** GIVEN REQUEST **
Go through the listing and copy every line word for word.

** RAW RECORDS **
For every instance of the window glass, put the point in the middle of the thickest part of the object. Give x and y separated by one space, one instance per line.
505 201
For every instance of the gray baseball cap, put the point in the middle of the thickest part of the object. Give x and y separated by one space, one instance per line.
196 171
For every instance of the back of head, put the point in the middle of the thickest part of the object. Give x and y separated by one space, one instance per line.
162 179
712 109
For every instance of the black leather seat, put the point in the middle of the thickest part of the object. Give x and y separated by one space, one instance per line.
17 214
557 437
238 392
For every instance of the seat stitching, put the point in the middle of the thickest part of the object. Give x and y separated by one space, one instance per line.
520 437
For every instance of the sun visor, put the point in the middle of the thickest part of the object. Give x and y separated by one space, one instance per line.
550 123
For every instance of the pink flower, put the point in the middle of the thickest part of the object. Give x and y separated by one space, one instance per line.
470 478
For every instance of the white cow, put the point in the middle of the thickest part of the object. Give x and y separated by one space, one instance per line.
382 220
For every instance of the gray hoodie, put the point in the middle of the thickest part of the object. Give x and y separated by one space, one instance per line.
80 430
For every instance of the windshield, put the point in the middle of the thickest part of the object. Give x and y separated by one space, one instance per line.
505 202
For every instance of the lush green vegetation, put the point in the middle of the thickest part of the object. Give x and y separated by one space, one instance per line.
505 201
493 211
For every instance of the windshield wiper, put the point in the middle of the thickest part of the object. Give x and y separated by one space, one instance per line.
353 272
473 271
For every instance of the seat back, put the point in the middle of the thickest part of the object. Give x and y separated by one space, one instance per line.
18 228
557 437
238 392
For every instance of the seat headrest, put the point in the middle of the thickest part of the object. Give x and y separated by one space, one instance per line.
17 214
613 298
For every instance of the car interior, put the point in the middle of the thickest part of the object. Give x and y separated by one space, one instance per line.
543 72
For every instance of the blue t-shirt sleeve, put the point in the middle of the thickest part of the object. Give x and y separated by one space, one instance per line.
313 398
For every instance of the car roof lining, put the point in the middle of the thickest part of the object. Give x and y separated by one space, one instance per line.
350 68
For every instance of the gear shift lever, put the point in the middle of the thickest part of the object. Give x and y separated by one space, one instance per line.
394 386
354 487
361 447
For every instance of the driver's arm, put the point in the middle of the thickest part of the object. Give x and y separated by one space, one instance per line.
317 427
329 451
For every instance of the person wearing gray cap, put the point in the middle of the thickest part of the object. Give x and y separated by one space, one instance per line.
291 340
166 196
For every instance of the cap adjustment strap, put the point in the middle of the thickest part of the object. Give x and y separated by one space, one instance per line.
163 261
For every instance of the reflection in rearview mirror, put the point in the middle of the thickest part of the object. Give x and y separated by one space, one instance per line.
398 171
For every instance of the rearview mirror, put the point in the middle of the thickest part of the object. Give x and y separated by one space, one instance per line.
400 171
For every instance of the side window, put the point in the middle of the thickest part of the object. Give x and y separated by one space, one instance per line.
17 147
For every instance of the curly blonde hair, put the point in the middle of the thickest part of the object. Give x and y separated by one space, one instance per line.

** THE ANSWER **
For every instance of the window glass, put the point in the middle of the thickest part of the object. Give x and y separated by one space, one instance per line.
505 201
For every instance of the gray baseball cap, put the point in the middle of the thickest part of the object. Give x and y separated by one space, one instance per line.
196 171
For every instance of the back of head, put the point in the middle of the thickest part of the object. Give x and y separated by one space, one instance per line.
162 179
712 109
For every instance of the black leather seat, put the point in the middle of the thickest part of the object. Give x and y separated by one space, one instance per line.
17 214
557 437
238 392
For every instance of the seat stitching, put the point in the middle of the thickest part of the object. Give x and y separated by one space, one instance per line.
520 437
For every instance of the sun visor, put the point in the middle of the thickest part of the object. Give x and y separated by one space, one instance per line.
550 123
For every instance of the pink flower, put the point in the middle of the thickest part of the object. Give x and y separated by one space, one instance per line.
470 478
For every instance of the white cow, put the point in the middle of the thickest part of the object. Give x and y separated by one space, one instance per line.
382 220
For every instance of the gray hoodie, put the point in the middle of the thickest part of the object. Give x and y separated by one space, one instance per line.
80 430
For every instance of the windshield, put the point in the middle of the thickest part of the object. Give x and y separated by one space, one instance per line.
505 202
For every instance of the lush green vegetation, put the point in the middle of the thickest part of the object. Give x and y separated by one space, one instance per line.
505 201
493 211
For every instance of the windshield wiper, put the point in the middle of the thickest part of the object. Give x and y separated by one space, one instance per line.
353 272
473 271
For every instance of the seat back, put the point in the middle of the thickest part of the object. Give x and y separated by one space, one instance per line.
18 228
557 437
238 392
For every instance of the seat headrest, put the point in the middle of the thickest part of the object. Give x and y separated by one space, one instance per line.
17 214
613 298
For every instance of the car interior, put the point in the middle of the thickest part of the object. Give x and y separated by one space, one instance per line.
543 72
For every instance of the blue t-shirt sleeve, put the point in the middle of the thickest part of the object. Give x and y separated by one space, one instance per line.
313 398
For every instance of the car roof lining, put the point in the middle of the thickest part of the object. Give x and y separated by one space, one instance per line.
350 68
For every instance of the gear shift lever, put the point in the middle of the thickest part of the object. Give x and y separated by one space, one instance per line.
394 386
354 487
361 447
For every instance of the driver's arm, put the point in the middle of the thickest part of the object. Give x and y separated by one space, one instance per line.
317 427
329 451
For every instance of the person wearing gray cap, put the point in the middle of the thickest part of the object. Give x and y separated by one space, one instance per line.
291 340
166 196
For every instance of the cap adjustment strap, put the point in the middle of the thickest part of the object. Give x and y separated by one space, one instance per line.
163 261
For every instance of the reflection in rearview mirror, put the point in the middle of the thickest part of the object. Give x and y separated by one space, one instance per line.
398 171
For every instance of the rearview mirror, put the point in the middle of the thickest part of the object. Give x and y separated by one space, one instance per line.
400 171
For every instance of the side window, put the point in the middle of the thickest part of the object. Give x and y separated by one space, one instance per line.
17 147
For every instance of the curly blonde hair, put the point in the middle of the thickest part of the object. Give x and y separated by one space, one instance per line.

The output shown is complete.